→ Data supplied:
--- START ---

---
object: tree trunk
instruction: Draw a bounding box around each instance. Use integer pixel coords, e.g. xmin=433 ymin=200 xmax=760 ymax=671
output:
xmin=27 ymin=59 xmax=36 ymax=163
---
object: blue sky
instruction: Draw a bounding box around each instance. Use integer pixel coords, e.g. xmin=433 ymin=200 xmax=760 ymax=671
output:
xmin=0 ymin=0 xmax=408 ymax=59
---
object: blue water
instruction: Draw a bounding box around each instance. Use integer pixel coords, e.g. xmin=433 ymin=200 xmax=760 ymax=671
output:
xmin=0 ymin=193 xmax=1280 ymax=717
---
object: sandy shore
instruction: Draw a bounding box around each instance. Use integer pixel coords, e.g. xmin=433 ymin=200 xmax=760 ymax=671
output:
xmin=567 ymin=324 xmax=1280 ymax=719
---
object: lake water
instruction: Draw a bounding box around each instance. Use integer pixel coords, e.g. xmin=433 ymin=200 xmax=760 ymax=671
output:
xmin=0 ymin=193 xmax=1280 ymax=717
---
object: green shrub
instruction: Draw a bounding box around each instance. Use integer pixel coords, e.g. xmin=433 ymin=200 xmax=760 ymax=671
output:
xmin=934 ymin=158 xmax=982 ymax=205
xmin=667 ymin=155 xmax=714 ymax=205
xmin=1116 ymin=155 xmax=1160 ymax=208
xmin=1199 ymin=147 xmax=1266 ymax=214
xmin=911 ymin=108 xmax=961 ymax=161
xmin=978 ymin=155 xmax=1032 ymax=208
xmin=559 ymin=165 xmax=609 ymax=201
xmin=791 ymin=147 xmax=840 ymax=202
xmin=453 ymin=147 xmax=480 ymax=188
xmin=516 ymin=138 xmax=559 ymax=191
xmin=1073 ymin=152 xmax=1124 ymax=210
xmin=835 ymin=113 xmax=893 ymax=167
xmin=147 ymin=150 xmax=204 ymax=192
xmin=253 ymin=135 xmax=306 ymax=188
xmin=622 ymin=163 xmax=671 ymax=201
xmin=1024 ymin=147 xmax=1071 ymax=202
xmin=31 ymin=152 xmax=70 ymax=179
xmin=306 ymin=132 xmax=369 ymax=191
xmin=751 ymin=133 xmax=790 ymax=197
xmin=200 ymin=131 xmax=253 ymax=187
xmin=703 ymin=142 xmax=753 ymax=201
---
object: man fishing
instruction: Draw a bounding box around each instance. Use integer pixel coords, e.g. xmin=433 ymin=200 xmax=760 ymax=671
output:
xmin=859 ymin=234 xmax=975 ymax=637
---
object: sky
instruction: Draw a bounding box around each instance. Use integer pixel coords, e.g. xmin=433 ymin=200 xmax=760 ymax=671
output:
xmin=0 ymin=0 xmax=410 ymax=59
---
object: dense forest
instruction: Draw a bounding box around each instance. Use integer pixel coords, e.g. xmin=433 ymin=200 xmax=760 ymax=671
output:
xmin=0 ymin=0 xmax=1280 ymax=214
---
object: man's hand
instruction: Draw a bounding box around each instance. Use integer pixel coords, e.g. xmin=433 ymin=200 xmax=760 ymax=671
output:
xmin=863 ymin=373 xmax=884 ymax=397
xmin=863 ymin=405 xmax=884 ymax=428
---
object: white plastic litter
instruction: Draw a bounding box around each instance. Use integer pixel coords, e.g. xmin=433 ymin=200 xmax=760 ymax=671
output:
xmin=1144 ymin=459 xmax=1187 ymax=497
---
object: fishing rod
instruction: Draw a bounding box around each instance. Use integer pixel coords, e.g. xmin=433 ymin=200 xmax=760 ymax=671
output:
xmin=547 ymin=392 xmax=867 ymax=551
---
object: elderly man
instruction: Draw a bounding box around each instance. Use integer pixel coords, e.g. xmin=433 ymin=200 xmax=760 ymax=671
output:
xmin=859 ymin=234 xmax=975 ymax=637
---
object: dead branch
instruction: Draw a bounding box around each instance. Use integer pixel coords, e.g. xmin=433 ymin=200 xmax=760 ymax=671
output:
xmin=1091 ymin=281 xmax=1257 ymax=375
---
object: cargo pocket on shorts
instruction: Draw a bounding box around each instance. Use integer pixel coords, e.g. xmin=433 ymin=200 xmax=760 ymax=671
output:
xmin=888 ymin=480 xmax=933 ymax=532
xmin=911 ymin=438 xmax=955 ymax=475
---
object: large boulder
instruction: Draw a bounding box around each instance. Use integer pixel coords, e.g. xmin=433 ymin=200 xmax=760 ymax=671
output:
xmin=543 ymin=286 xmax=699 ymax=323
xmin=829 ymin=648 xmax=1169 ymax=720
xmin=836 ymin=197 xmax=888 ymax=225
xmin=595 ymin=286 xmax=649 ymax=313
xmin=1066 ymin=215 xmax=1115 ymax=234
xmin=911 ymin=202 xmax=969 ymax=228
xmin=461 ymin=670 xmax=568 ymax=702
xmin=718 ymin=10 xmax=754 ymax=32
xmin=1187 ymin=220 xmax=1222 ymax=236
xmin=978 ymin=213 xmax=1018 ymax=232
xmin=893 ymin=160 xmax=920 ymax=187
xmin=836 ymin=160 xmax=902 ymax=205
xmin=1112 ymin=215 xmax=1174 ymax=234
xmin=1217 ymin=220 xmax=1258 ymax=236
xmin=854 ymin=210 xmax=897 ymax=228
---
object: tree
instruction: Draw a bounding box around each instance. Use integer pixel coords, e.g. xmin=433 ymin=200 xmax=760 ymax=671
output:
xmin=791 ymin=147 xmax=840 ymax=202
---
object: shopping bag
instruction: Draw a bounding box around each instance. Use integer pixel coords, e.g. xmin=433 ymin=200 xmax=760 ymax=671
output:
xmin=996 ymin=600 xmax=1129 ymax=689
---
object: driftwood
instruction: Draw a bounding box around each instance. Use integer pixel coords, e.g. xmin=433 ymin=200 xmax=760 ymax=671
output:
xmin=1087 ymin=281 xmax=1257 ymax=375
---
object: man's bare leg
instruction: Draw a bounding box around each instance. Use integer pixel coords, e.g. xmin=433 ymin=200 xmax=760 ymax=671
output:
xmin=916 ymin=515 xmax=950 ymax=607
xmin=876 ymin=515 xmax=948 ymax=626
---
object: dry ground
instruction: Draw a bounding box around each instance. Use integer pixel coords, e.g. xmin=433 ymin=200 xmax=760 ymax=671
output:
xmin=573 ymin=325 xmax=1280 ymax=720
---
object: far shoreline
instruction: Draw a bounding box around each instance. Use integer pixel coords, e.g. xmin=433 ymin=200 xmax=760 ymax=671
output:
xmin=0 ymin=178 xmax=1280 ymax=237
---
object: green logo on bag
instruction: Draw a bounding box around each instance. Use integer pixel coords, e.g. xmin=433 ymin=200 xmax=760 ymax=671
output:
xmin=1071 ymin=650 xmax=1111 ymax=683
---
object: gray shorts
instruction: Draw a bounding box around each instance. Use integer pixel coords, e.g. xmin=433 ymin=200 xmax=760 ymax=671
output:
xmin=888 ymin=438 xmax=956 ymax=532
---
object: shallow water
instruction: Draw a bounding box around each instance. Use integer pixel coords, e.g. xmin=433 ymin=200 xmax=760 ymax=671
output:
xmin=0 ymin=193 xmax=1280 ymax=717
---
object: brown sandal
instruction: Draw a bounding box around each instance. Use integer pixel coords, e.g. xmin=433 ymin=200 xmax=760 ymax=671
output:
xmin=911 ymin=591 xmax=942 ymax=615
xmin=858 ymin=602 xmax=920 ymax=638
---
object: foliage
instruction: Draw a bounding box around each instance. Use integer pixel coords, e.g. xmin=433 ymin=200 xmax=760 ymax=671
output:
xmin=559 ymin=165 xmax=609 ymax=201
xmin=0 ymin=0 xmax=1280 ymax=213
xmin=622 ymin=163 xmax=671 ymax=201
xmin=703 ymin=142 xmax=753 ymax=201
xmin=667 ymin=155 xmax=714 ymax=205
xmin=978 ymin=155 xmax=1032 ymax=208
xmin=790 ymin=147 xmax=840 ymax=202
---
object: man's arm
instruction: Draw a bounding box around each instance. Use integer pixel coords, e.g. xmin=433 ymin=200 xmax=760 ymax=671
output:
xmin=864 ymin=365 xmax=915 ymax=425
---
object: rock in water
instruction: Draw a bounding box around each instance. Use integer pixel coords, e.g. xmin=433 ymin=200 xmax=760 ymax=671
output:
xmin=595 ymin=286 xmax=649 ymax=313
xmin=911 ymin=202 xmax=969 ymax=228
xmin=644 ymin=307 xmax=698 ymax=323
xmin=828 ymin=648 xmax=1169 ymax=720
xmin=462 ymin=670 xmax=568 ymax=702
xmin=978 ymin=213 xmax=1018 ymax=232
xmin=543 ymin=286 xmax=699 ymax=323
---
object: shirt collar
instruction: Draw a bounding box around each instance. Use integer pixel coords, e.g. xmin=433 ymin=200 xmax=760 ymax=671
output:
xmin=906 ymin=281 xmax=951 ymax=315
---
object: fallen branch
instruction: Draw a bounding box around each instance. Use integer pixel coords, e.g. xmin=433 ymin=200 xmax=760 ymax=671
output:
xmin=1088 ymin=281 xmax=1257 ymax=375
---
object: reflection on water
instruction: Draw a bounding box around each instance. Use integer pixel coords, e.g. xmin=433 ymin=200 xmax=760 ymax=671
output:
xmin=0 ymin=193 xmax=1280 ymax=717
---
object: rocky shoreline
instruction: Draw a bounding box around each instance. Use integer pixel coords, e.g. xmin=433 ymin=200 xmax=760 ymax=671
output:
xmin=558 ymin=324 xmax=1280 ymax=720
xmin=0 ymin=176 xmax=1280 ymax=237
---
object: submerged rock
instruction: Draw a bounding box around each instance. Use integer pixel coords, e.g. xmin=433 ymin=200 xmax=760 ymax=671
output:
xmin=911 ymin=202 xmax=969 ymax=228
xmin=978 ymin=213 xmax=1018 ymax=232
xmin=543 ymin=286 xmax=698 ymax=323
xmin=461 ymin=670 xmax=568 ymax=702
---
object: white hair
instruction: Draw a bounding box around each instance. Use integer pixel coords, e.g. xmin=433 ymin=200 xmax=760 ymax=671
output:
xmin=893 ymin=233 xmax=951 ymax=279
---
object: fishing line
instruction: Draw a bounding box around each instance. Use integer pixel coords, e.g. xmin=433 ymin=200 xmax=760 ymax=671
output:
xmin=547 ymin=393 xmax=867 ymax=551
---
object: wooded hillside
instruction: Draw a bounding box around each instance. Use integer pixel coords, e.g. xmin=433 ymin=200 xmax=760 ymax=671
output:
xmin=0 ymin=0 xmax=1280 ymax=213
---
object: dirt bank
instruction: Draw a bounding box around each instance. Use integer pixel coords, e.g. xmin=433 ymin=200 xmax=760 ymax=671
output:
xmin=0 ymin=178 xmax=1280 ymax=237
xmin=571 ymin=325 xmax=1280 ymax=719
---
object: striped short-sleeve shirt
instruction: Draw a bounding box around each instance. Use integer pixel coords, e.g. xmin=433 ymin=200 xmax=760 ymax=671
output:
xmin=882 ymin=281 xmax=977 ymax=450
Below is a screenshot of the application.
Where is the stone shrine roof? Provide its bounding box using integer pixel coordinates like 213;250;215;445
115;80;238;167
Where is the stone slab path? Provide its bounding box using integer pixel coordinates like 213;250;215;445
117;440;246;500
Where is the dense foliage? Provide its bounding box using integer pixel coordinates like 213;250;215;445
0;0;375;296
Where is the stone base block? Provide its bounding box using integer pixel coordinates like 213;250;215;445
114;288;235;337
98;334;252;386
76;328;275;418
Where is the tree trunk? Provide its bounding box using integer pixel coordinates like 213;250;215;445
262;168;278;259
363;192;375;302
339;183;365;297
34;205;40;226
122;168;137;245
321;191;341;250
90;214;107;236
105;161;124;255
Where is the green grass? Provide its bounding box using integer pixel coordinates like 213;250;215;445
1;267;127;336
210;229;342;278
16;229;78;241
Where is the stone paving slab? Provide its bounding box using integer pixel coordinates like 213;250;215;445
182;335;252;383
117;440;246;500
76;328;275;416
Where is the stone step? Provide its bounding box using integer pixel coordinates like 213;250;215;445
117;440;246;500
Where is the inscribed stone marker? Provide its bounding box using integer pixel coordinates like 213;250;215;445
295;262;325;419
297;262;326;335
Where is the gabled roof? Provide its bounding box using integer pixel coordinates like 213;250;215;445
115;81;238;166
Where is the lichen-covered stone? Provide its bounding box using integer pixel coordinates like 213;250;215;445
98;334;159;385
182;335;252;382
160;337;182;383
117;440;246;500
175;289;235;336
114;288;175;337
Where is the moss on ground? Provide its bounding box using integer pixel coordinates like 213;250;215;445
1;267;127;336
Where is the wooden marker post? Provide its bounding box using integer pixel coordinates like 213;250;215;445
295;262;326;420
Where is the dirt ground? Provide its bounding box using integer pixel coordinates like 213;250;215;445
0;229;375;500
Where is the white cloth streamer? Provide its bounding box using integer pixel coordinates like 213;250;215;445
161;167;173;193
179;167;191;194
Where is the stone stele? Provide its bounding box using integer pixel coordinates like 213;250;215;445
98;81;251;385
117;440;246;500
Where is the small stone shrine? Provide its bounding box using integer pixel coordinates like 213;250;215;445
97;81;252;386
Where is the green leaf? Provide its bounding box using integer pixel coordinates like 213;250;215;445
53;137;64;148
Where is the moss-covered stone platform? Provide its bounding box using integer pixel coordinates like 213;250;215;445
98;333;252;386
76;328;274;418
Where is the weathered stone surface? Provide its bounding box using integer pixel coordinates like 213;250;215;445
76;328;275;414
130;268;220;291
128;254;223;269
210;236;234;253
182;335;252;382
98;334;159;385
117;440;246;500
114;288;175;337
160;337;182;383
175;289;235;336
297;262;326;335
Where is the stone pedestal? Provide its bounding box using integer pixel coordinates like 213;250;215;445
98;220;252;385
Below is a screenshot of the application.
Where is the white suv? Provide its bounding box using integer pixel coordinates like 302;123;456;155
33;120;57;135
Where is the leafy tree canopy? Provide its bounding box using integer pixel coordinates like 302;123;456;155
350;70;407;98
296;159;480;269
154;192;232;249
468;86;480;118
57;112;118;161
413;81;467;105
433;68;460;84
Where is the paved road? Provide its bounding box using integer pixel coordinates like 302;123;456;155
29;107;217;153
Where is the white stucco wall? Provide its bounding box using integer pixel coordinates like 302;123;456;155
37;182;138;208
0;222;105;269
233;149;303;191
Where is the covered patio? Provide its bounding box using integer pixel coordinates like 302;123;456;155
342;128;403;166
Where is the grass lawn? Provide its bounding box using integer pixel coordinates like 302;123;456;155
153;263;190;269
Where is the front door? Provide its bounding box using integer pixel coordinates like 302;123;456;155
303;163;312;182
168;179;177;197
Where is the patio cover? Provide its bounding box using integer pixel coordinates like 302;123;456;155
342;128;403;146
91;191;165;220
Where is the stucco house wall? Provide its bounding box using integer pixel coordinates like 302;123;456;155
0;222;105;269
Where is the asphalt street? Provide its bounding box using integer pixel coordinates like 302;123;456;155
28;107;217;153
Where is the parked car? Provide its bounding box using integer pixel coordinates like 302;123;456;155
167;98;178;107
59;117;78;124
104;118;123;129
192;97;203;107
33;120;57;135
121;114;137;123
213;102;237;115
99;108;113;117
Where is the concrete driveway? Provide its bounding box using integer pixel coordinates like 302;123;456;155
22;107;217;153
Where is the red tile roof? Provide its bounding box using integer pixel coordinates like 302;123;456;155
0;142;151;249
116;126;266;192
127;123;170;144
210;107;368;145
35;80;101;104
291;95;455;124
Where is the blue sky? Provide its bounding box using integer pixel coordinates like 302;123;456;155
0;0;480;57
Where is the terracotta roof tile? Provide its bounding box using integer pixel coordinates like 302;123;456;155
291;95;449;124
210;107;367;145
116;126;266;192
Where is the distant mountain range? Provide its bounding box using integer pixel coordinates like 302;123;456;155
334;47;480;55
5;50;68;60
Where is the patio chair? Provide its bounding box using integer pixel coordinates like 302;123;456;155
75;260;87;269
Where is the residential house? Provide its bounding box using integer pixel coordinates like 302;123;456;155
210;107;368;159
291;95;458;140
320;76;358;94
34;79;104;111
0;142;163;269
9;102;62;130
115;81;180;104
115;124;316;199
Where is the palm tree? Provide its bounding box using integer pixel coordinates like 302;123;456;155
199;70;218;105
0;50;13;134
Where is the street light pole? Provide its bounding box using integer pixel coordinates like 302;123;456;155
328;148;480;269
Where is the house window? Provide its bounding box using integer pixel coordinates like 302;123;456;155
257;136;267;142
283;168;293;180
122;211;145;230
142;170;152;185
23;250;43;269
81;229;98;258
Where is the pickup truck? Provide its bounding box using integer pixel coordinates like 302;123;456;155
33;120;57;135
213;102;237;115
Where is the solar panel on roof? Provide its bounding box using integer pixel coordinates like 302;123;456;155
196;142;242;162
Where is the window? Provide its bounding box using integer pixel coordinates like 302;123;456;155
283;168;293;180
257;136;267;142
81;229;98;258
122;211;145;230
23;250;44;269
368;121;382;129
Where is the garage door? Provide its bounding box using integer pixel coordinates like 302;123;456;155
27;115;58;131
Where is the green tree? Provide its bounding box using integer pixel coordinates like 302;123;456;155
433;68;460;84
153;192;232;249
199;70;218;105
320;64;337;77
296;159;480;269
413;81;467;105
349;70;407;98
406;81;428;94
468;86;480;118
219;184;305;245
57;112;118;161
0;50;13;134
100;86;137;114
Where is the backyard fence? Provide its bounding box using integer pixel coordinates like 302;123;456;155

--- END ---

→ What you have to do: Recast the stretch from the line containing "Where is the stone base" through the line containing "76;328;275;418" as a Markdown table with the columns Row and Line, putting each line in Line next to its number in Row and leaving out any blank lines.

→ Expected answer:
| Row | Line |
|---|---|
| 1 | Where is the stone base block? Provide its bounding box using integer pixel coordinates like 213;250;215;445 |
| 2 | 114;288;235;337 |
| 3 | 98;334;252;386 |
| 4 | 76;328;275;418 |